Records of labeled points
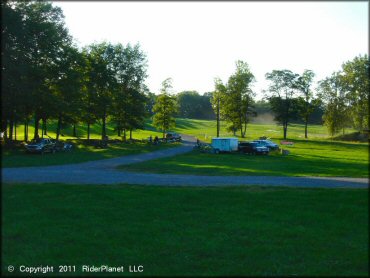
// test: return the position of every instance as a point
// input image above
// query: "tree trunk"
(103, 133)
(44, 132)
(74, 131)
(59, 125)
(15, 130)
(11, 125)
(306, 128)
(88, 131)
(25, 130)
(37, 122)
(218, 117)
(45, 127)
(4, 127)
(285, 131)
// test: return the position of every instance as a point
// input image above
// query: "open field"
(188, 230)
(205, 130)
(306, 158)
(80, 153)
(81, 131)
(202, 129)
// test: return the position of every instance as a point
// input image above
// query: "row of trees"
(344, 97)
(45, 76)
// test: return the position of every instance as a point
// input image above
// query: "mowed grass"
(306, 158)
(204, 130)
(79, 153)
(188, 230)
(81, 131)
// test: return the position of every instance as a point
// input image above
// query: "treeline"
(343, 98)
(45, 76)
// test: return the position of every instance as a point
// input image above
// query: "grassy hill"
(202, 129)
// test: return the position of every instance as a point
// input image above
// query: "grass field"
(205, 130)
(188, 230)
(306, 158)
(80, 153)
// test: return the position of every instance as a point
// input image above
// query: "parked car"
(267, 143)
(252, 148)
(224, 144)
(61, 146)
(41, 146)
(172, 136)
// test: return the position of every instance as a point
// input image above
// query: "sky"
(195, 42)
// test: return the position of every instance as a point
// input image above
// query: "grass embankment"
(187, 230)
(80, 153)
(306, 158)
(205, 130)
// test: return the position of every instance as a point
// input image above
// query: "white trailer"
(224, 144)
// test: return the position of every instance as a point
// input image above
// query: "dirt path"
(104, 172)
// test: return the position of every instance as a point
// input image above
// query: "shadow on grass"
(235, 164)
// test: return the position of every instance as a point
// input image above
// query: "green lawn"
(80, 153)
(188, 230)
(205, 130)
(306, 158)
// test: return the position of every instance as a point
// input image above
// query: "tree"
(165, 108)
(129, 103)
(239, 98)
(102, 80)
(194, 106)
(34, 34)
(306, 101)
(217, 95)
(336, 115)
(282, 91)
(356, 84)
(70, 87)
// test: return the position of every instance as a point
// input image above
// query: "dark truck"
(172, 136)
(41, 146)
(252, 148)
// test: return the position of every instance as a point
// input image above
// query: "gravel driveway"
(104, 172)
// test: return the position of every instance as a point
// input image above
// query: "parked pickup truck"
(252, 148)
(41, 146)
(172, 136)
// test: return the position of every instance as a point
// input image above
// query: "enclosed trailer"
(224, 144)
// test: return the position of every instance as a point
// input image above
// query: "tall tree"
(281, 94)
(216, 100)
(165, 108)
(239, 98)
(70, 87)
(102, 80)
(130, 66)
(30, 51)
(307, 102)
(336, 115)
(355, 82)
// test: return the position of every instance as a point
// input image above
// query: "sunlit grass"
(306, 158)
(80, 153)
(190, 231)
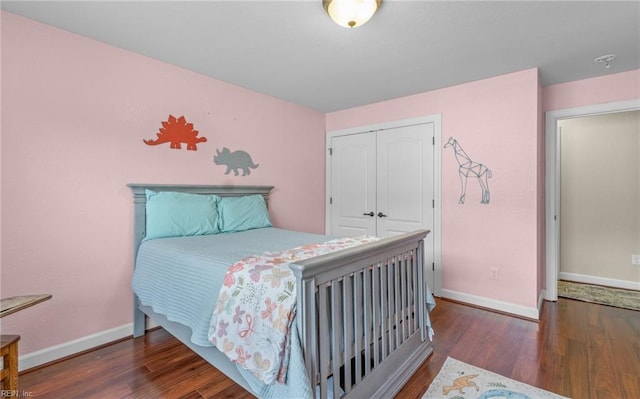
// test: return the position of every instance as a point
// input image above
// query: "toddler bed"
(361, 325)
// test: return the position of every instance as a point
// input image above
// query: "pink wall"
(605, 89)
(496, 122)
(74, 114)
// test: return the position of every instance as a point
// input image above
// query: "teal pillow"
(173, 214)
(243, 213)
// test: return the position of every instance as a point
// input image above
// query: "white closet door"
(353, 185)
(405, 179)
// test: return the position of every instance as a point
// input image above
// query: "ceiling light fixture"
(606, 59)
(351, 13)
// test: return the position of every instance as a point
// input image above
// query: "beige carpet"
(628, 299)
(458, 380)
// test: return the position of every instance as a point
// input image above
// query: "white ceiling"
(293, 51)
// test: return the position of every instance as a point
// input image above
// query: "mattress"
(180, 277)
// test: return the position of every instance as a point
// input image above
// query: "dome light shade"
(351, 13)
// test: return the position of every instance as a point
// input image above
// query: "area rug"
(458, 380)
(617, 297)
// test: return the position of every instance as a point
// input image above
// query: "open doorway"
(554, 180)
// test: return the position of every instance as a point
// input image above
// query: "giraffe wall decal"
(468, 168)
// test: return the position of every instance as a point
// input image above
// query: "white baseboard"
(609, 282)
(519, 310)
(56, 352)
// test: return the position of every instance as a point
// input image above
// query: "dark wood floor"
(578, 350)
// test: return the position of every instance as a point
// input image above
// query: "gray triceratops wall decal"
(234, 160)
(468, 168)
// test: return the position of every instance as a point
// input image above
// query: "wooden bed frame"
(361, 312)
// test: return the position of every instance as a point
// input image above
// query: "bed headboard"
(140, 200)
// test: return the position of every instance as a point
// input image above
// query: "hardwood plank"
(579, 350)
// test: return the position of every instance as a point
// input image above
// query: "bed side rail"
(360, 313)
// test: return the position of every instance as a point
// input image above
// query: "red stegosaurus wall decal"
(177, 131)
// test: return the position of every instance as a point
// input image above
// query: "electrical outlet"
(493, 273)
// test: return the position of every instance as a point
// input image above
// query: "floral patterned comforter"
(256, 305)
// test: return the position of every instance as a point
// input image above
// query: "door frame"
(552, 176)
(436, 119)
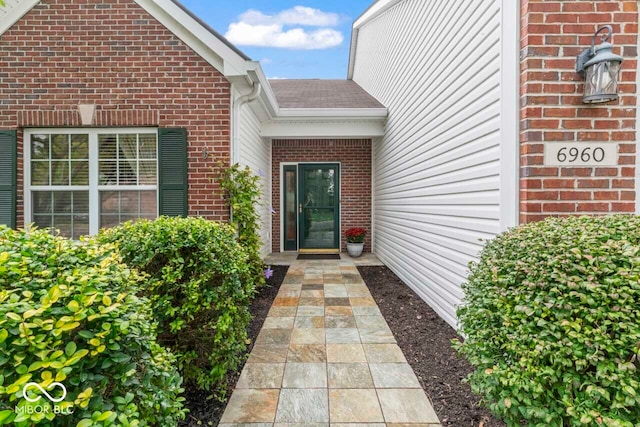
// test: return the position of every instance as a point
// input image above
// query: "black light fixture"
(600, 67)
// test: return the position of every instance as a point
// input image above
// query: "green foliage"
(69, 314)
(551, 315)
(200, 290)
(243, 196)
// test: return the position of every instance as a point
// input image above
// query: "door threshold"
(319, 251)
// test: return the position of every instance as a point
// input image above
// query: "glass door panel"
(318, 207)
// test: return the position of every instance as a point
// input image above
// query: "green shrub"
(243, 197)
(69, 314)
(552, 320)
(200, 290)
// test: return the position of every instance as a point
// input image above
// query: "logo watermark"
(44, 409)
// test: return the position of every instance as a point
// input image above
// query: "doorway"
(311, 206)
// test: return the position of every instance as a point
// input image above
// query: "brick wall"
(553, 33)
(355, 159)
(137, 73)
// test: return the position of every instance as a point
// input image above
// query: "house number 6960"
(586, 154)
(575, 154)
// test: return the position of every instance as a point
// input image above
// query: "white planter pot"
(355, 249)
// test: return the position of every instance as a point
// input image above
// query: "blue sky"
(292, 39)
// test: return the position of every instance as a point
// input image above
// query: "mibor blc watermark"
(45, 409)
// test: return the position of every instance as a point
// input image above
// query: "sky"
(293, 39)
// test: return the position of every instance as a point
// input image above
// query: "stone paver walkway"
(326, 357)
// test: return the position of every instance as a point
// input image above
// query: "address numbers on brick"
(580, 154)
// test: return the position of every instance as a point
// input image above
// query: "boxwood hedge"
(551, 317)
(200, 290)
(69, 314)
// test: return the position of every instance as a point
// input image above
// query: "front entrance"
(311, 196)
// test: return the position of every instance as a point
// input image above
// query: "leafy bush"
(551, 315)
(200, 290)
(69, 314)
(243, 196)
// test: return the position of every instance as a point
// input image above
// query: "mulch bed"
(206, 411)
(425, 340)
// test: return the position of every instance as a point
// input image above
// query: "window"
(78, 180)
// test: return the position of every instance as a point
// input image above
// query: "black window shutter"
(172, 173)
(8, 180)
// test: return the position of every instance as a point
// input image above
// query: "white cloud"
(255, 28)
(297, 15)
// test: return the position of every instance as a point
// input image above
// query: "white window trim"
(93, 187)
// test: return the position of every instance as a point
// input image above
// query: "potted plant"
(355, 241)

— SET TASK —
Pick out each line in the rows above that contains the string "ceiling" and copy it. Case counts.

— TASK OUTPUT —
// query: "ceiling light fixture"
// query: "white ceiling"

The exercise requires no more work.